- What to work on -
Can you write out the rows starting at the line containing "class is: sacramento" and ending at the line containing "[123, 193, 289, 234]", requests included, with every box coordinate in the answers multiplied by 0.7 and rounded to a whole number, halves rounding up?

(Records from a dataset)
__________________________________________________

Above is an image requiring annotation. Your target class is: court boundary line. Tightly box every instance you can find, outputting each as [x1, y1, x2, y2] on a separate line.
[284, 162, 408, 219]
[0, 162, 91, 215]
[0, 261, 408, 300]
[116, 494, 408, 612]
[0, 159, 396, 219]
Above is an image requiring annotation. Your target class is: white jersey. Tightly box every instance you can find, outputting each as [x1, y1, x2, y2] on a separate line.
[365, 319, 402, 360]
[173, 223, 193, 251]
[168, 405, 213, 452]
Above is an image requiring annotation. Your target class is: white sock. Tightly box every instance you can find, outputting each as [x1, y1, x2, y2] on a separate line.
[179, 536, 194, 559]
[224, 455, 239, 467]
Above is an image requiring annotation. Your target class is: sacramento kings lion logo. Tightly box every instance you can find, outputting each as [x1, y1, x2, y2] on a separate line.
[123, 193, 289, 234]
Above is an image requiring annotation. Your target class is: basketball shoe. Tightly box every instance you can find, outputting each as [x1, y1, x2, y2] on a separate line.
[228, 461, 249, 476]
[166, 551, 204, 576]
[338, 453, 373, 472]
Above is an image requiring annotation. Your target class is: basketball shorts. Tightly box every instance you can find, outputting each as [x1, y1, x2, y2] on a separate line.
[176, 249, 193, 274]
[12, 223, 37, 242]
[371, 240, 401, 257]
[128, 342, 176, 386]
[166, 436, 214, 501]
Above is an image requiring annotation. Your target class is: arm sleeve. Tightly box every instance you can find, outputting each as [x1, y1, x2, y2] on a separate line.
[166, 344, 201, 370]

__________________________________________________

- Reply to the exercise -
Above is an image requiring annotation. Your target class is: sacramento kings lion logo. Tightly box every instance you can find, outputting each as [x1, y1, x2, y2] on a separate line.
[86, 135, 202, 164]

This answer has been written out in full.